*GOAL OF THE EXERCISE:* Can you repeat all the data below, substituting "bounding rectangle" for each "bounding box" and changing nothing else, but with the pictures left out?

───── PROVIDED MATERIAL

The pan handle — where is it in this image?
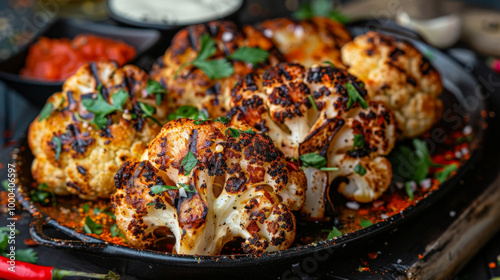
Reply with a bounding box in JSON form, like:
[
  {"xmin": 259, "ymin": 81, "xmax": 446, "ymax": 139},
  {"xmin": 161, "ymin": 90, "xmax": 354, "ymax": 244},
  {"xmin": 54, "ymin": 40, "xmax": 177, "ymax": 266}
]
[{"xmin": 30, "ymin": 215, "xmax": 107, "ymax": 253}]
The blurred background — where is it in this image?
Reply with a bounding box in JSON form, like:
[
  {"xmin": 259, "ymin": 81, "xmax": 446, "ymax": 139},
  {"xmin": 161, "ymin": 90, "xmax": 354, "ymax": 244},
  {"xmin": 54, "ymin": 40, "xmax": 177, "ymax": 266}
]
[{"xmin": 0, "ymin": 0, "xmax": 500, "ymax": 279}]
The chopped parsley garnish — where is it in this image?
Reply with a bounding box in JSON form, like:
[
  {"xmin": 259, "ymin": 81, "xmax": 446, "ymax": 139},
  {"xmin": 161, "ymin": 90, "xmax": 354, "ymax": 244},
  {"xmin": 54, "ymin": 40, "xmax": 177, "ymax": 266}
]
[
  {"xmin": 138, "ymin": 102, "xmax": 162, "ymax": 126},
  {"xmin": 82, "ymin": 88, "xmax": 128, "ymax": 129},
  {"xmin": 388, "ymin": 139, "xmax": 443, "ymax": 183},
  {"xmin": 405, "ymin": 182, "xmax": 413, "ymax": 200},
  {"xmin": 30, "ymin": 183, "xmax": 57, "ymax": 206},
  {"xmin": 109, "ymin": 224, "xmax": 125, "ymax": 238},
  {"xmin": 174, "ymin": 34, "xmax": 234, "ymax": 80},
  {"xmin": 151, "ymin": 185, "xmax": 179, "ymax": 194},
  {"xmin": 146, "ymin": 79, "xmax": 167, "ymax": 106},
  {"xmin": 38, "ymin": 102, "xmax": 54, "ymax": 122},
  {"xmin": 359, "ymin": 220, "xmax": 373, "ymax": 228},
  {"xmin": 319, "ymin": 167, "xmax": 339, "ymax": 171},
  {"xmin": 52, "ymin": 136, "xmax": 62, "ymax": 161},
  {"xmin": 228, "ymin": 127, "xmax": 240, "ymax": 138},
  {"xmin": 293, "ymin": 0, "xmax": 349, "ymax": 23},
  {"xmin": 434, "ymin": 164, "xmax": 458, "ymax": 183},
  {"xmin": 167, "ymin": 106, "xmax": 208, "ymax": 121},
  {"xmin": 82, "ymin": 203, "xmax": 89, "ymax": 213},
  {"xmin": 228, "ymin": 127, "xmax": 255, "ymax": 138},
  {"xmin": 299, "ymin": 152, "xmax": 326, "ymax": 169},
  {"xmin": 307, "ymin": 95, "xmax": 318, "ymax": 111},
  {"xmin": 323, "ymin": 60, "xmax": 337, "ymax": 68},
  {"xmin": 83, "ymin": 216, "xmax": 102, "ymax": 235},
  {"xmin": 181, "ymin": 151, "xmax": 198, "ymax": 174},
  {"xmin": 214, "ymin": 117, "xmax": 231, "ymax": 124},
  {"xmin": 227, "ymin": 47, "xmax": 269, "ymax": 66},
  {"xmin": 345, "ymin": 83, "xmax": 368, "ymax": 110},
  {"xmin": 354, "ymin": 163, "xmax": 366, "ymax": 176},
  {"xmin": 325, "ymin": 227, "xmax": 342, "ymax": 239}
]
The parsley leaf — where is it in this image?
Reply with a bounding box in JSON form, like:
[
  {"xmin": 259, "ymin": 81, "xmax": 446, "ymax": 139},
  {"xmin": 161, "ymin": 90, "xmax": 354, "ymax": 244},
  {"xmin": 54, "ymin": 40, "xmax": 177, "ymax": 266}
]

──────────

*RESPONSE TO THE EXERCISE:*
The pan handle — where is it in this image?
Reply with a bounding rectangle in JSON form, like:
[
  {"xmin": 259, "ymin": 81, "xmax": 446, "ymax": 139},
  {"xmin": 161, "ymin": 90, "xmax": 354, "ymax": 244},
  {"xmin": 54, "ymin": 40, "xmax": 177, "ymax": 266}
]
[{"xmin": 30, "ymin": 215, "xmax": 107, "ymax": 253}]
The blurred background — where is it in this image?
Reply with a bounding rectangle in JSON form, like:
[
  {"xmin": 259, "ymin": 81, "xmax": 446, "ymax": 139},
  {"xmin": 161, "ymin": 90, "xmax": 354, "ymax": 244},
  {"xmin": 54, "ymin": 40, "xmax": 177, "ymax": 266}
]
[{"xmin": 0, "ymin": 0, "xmax": 500, "ymax": 279}]
The chopped parsley garnish — where is it in this image?
Reply with a bounding rectangle in JSON form, like:
[
  {"xmin": 259, "ymin": 81, "xmax": 446, "ymax": 139},
  {"xmin": 161, "ymin": 90, "xmax": 354, "ymax": 244},
  {"xmin": 54, "ymin": 40, "xmax": 177, "ymax": 266}
]
[
  {"xmin": 138, "ymin": 102, "xmax": 162, "ymax": 126},
  {"xmin": 82, "ymin": 88, "xmax": 128, "ymax": 129},
  {"xmin": 388, "ymin": 139, "xmax": 443, "ymax": 183},
  {"xmin": 405, "ymin": 182, "xmax": 413, "ymax": 200},
  {"xmin": 30, "ymin": 183, "xmax": 57, "ymax": 206},
  {"xmin": 109, "ymin": 224, "xmax": 125, "ymax": 238},
  {"xmin": 174, "ymin": 34, "xmax": 234, "ymax": 80},
  {"xmin": 151, "ymin": 185, "xmax": 179, "ymax": 194},
  {"xmin": 146, "ymin": 79, "xmax": 167, "ymax": 106},
  {"xmin": 38, "ymin": 102, "xmax": 54, "ymax": 122},
  {"xmin": 359, "ymin": 220, "xmax": 373, "ymax": 228},
  {"xmin": 319, "ymin": 167, "xmax": 339, "ymax": 171},
  {"xmin": 52, "ymin": 136, "xmax": 62, "ymax": 161},
  {"xmin": 228, "ymin": 127, "xmax": 240, "ymax": 138},
  {"xmin": 293, "ymin": 0, "xmax": 349, "ymax": 23},
  {"xmin": 434, "ymin": 164, "xmax": 458, "ymax": 183},
  {"xmin": 167, "ymin": 106, "xmax": 208, "ymax": 121},
  {"xmin": 82, "ymin": 203, "xmax": 89, "ymax": 213},
  {"xmin": 228, "ymin": 127, "xmax": 255, "ymax": 138},
  {"xmin": 299, "ymin": 152, "xmax": 326, "ymax": 169},
  {"xmin": 307, "ymin": 95, "xmax": 318, "ymax": 111},
  {"xmin": 323, "ymin": 60, "xmax": 337, "ymax": 68},
  {"xmin": 83, "ymin": 216, "xmax": 102, "ymax": 235},
  {"xmin": 181, "ymin": 151, "xmax": 198, "ymax": 174},
  {"xmin": 214, "ymin": 117, "xmax": 231, "ymax": 124},
  {"xmin": 227, "ymin": 47, "xmax": 269, "ymax": 66},
  {"xmin": 345, "ymin": 83, "xmax": 368, "ymax": 110},
  {"xmin": 354, "ymin": 163, "xmax": 366, "ymax": 176},
  {"xmin": 325, "ymin": 227, "xmax": 342, "ymax": 239}
]
The parsley leaf — where is it in this image?
Reply with a bounding rectangle in JSON form, like:
[
  {"xmin": 259, "ymin": 81, "xmax": 446, "ymax": 139},
  {"xmin": 161, "ymin": 90, "xmax": 354, "ymax": 244},
  {"xmin": 54, "ymin": 40, "xmax": 177, "ymax": 266}
]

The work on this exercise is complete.